◆ **Your goal**: Copy out the line containing "of the house" and each line after it, through the last one in the material, exactly as written.

---------- Provided data ----------

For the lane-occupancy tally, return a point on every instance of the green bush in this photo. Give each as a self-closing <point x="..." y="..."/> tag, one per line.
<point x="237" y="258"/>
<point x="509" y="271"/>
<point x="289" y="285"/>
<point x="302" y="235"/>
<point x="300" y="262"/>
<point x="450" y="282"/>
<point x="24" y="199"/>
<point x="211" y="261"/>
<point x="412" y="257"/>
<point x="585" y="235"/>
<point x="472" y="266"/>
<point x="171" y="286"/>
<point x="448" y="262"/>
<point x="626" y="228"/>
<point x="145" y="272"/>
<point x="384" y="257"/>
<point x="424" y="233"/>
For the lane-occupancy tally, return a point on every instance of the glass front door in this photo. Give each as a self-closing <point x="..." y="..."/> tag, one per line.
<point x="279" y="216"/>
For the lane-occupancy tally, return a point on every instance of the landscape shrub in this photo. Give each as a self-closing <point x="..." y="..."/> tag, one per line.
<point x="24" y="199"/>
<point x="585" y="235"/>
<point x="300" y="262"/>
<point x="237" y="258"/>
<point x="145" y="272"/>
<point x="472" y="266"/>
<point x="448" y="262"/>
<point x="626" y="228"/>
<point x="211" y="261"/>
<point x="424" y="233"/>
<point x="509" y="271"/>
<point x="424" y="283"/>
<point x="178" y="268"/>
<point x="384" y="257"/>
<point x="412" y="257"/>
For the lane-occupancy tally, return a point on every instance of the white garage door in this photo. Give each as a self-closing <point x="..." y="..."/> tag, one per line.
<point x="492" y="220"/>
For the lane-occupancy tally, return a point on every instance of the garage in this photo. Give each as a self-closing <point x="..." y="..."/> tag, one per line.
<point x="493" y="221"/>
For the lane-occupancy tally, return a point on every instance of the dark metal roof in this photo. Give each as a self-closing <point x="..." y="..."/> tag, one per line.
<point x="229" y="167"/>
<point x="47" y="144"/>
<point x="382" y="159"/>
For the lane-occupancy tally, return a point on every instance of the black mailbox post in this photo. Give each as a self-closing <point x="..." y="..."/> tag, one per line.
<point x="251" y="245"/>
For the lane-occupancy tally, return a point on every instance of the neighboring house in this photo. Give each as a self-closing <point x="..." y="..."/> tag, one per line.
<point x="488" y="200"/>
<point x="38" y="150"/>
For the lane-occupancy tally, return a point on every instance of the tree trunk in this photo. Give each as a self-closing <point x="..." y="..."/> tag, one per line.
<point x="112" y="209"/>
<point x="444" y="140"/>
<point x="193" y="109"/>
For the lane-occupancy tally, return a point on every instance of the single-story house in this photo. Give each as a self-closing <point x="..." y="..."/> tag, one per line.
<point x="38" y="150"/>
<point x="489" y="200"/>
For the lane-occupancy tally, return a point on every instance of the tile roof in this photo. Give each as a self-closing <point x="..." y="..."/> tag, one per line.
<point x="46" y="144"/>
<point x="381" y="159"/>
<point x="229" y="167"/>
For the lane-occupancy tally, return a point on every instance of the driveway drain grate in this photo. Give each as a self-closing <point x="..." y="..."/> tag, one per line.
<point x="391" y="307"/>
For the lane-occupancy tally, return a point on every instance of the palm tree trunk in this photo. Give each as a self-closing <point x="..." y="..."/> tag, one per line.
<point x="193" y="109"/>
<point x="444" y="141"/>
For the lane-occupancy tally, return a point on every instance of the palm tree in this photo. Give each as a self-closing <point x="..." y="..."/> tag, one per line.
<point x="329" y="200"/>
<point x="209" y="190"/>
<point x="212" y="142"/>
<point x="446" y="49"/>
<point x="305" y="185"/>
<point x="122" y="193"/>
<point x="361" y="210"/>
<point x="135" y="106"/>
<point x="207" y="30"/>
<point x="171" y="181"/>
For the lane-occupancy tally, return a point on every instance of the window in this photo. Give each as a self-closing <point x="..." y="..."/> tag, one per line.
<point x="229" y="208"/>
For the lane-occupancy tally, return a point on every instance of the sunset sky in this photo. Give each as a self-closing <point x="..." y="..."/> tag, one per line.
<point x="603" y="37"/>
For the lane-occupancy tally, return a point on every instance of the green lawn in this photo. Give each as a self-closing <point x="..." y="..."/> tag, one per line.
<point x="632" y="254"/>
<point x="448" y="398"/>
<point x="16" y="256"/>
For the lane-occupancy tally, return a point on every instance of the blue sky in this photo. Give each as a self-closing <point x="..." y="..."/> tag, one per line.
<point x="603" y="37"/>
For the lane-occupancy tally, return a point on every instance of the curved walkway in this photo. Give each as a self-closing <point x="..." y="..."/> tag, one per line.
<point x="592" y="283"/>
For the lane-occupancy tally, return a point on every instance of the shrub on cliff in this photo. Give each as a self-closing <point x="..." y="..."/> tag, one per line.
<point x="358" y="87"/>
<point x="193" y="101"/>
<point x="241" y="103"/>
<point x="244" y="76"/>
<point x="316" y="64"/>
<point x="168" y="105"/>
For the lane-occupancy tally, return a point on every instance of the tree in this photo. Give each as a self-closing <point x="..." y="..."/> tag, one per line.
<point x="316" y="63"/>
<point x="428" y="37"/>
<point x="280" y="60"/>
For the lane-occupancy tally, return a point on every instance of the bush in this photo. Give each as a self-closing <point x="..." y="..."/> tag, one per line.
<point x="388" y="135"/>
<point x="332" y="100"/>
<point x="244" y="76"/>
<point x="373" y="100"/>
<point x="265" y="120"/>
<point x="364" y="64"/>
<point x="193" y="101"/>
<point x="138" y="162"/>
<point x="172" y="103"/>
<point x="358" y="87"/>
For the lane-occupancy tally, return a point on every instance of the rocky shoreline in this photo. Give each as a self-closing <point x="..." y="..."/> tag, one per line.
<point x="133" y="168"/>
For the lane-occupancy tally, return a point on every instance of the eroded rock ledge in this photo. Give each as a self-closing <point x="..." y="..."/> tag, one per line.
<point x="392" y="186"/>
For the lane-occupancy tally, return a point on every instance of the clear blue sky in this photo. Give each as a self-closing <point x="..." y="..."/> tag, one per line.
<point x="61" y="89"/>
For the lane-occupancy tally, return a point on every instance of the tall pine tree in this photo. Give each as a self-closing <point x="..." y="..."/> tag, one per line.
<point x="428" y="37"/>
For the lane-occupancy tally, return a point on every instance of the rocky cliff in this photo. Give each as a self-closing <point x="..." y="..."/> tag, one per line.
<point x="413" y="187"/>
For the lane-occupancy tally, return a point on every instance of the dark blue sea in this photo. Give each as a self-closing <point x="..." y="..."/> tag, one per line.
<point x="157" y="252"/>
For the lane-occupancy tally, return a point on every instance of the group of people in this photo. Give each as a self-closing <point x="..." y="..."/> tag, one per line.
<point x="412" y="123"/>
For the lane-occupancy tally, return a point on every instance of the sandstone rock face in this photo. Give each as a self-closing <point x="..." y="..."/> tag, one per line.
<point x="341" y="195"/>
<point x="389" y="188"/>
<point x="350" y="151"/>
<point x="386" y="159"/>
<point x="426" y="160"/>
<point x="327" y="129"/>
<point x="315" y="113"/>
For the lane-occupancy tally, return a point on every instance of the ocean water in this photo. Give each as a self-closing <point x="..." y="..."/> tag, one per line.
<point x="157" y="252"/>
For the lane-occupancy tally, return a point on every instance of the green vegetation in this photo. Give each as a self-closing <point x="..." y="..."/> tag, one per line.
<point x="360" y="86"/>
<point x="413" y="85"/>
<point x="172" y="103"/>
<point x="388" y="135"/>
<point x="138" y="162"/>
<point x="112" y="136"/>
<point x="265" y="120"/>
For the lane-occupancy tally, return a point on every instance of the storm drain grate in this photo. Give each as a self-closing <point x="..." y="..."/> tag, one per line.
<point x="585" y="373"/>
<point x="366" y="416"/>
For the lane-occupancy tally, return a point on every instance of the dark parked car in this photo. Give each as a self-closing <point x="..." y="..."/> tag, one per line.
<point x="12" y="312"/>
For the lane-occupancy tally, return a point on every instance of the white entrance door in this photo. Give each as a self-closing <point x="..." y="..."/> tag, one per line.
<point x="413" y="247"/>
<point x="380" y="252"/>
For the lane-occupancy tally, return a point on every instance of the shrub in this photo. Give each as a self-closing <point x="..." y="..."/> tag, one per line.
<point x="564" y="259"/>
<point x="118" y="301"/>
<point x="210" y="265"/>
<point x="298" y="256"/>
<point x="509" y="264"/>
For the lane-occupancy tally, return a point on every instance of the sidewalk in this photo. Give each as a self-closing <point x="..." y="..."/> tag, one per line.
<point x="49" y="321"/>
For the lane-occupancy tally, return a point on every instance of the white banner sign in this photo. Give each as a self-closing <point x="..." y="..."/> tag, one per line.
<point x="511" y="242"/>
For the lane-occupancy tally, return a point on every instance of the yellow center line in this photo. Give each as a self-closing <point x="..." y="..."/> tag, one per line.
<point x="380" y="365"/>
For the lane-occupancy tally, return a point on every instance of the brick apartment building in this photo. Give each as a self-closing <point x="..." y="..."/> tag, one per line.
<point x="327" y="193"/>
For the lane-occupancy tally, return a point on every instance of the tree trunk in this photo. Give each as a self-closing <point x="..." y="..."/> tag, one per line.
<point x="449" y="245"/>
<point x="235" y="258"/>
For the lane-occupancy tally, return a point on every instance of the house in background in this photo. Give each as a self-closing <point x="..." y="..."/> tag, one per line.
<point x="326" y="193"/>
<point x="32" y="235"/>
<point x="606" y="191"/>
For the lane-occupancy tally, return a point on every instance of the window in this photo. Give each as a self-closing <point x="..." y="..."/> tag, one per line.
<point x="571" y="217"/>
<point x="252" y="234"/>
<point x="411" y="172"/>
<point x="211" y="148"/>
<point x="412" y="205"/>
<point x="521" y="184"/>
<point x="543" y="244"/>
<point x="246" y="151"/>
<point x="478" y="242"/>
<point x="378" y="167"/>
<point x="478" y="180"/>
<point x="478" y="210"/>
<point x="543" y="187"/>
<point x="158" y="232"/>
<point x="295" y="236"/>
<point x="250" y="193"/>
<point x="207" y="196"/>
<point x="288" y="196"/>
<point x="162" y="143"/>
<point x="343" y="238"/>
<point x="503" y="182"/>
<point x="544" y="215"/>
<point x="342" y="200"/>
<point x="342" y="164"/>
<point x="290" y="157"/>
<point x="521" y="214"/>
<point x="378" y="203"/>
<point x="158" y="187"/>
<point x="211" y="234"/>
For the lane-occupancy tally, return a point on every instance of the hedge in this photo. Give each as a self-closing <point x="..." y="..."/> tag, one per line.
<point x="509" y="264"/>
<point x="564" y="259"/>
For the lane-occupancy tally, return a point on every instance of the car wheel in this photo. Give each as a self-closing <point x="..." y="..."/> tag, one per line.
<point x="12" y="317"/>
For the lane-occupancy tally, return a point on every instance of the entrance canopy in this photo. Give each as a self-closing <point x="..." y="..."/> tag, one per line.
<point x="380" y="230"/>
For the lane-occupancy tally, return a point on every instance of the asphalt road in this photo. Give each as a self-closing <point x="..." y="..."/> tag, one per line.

----------

◆ **Task solution**:
For the lane-occupancy tally, return a point on every instance of the house in background in this photo. Give each as a self-closing <point x="..." y="..."/> tag, one per line.
<point x="326" y="193"/>
<point x="32" y="235"/>
<point x="606" y="191"/>
For the lane-occupancy tally, return a point on every instance of the window in this photo. Give each as a self-closing <point x="..." y="..."/> tag, one per line.
<point x="571" y="217"/>
<point x="252" y="234"/>
<point x="411" y="172"/>
<point x="211" y="148"/>
<point x="412" y="205"/>
<point x="521" y="184"/>
<point x="543" y="244"/>
<point x="246" y="151"/>
<point x="478" y="242"/>
<point x="378" y="167"/>
<point x="478" y="180"/>
<point x="478" y="210"/>
<point x="543" y="187"/>
<point x="158" y="232"/>
<point x="295" y="236"/>
<point x="250" y="193"/>
<point x="207" y="196"/>
<point x="288" y="196"/>
<point x="162" y="143"/>
<point x="343" y="238"/>
<point x="503" y="182"/>
<point x="544" y="215"/>
<point x="342" y="200"/>
<point x="342" y="164"/>
<point x="290" y="157"/>
<point x="521" y="214"/>
<point x="378" y="203"/>
<point x="158" y="187"/>
<point x="211" y="234"/>
For the lane-occupancy tally, return a point on every instance of the hedge in this photo. Give each as a self-closing <point x="..." y="..."/> tag, one per line.
<point x="509" y="264"/>
<point x="564" y="259"/>
For the lane-occupancy tally, return a point on every instance of the car wheel in this photo. Give each as a self-closing <point x="..." y="..."/> tag, one per line.
<point x="12" y="317"/>
For the lane-occupancy tally, return a point on every instance of the entrance canopy in this photo. Give each as a self-closing <point x="..." y="..."/> tag, one per line.
<point x="380" y="230"/>
For the lane-occupancy tally, return a point on every instance of the asphalt road in this photo. Give each as a self-closing <point x="..." y="..."/> tag, one per line.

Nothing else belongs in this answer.